====== DATA TO USE ======
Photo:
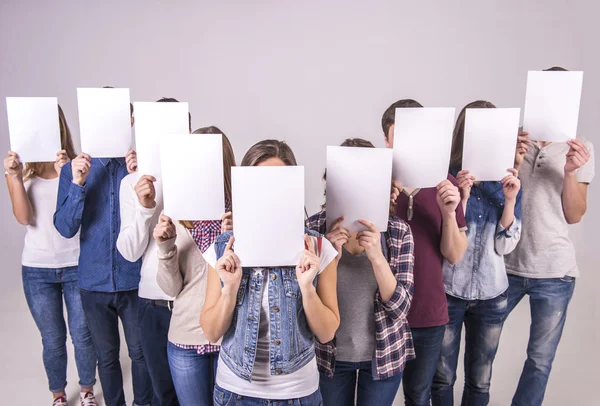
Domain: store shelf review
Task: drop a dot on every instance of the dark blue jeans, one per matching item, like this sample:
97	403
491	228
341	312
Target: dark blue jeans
154	326
483	320
419	372
194	375
45	289
223	397
103	311
548	301
341	388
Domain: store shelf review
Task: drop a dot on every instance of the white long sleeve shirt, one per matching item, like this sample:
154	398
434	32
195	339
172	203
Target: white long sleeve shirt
135	237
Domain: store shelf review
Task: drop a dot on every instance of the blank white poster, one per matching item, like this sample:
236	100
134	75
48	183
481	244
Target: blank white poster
152	121
490	142
192	176
552	105
358	186
268	214
104	122
33	128
422	143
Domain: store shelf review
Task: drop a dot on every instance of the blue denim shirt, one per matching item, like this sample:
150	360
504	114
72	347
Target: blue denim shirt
481	274
95	208
288	324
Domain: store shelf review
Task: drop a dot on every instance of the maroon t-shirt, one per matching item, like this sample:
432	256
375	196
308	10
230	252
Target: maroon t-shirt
429	307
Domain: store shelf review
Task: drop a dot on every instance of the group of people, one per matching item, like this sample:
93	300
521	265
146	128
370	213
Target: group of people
357	316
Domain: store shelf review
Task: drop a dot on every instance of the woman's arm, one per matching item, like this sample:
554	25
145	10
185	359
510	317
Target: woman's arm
220	302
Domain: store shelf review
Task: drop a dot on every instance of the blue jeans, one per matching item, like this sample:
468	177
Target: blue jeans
548	300
341	388
44	290
223	397
483	320
193	374
419	372
103	310
154	327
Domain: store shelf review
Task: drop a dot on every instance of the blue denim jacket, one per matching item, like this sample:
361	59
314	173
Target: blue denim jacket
94	208
288	323
481	274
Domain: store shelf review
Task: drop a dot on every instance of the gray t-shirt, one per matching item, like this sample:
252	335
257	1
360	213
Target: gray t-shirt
356	287
545	249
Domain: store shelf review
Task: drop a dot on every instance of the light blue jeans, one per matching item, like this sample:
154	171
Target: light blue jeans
45	289
548	300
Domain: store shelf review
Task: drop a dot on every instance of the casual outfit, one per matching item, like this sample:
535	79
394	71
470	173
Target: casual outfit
49	274
476	292
543	265
182	273
268	353
108	282
154	309
373	338
429	310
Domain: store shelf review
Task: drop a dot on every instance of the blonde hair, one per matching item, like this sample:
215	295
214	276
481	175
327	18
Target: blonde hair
33	169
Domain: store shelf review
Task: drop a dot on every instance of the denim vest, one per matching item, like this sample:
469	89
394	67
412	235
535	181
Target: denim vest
292	343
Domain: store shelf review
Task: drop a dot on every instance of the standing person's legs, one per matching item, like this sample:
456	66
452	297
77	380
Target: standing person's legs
44	298
101	315
418	374
548	300
341	387
127	307
442	389
85	354
193	375
483	326
375	392
154	327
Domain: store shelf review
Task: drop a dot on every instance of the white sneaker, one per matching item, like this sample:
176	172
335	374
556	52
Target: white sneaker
87	399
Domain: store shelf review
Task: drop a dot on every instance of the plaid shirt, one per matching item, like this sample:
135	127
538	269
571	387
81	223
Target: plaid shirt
394	345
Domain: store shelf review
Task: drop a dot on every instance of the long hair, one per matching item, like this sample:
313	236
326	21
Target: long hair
458	136
263	150
228	162
33	169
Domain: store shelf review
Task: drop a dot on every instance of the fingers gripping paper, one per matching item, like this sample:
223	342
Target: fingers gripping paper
192	176
490	142
268	214
358	186
422	143
33	128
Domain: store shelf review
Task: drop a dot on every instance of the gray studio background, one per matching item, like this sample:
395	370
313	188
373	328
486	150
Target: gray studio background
311	73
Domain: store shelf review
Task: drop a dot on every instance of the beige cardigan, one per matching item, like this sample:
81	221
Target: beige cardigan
182	273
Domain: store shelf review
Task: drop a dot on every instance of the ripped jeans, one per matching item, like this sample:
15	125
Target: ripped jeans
483	321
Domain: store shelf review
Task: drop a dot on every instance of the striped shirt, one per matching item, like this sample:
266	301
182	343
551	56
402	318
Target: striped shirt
394	345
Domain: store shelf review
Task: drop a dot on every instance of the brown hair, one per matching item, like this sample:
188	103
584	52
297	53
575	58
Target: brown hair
389	116
458	136
33	169
228	162
263	150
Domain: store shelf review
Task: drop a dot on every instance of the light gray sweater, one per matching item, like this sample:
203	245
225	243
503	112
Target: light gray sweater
182	273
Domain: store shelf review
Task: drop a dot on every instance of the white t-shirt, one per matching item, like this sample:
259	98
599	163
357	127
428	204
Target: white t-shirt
303	382
44	246
135	239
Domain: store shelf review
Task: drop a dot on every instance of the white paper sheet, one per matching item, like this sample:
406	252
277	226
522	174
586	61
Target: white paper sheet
152	121
104	122
33	128
268	214
192	176
552	105
490	142
358	186
422	143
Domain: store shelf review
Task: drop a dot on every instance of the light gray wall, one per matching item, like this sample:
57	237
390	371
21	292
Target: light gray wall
314	73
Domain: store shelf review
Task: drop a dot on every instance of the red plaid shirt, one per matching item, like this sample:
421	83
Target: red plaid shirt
394	345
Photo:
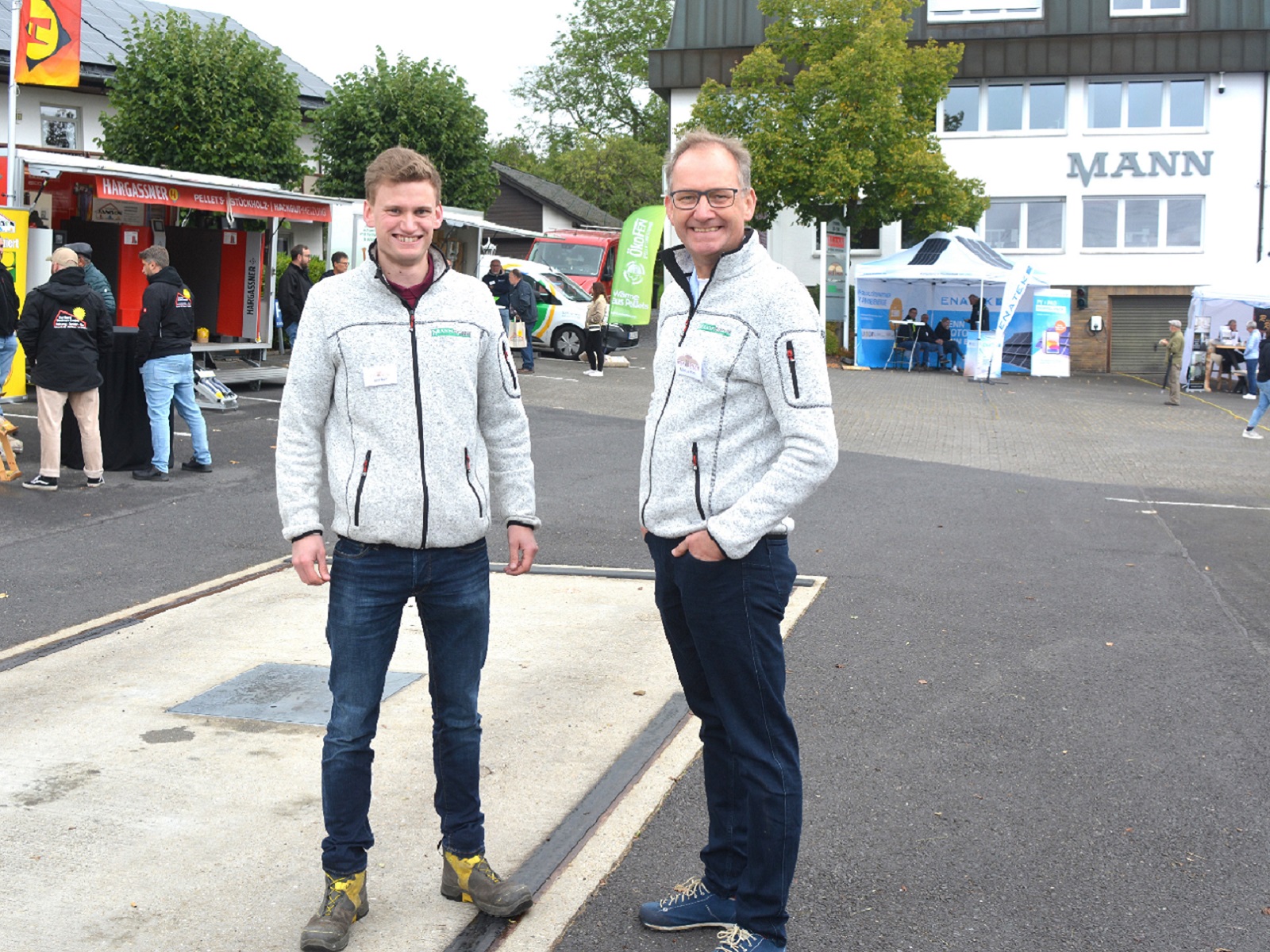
======
● **REQUIRED WORK**: Please extract every line in the items above that contains the word "outfit", matching case exactly.

● **FULL SOLUTION**:
Task: drop a dot on every instance of the casual outfit, one per matching item, like this sample:
Target: casual outfit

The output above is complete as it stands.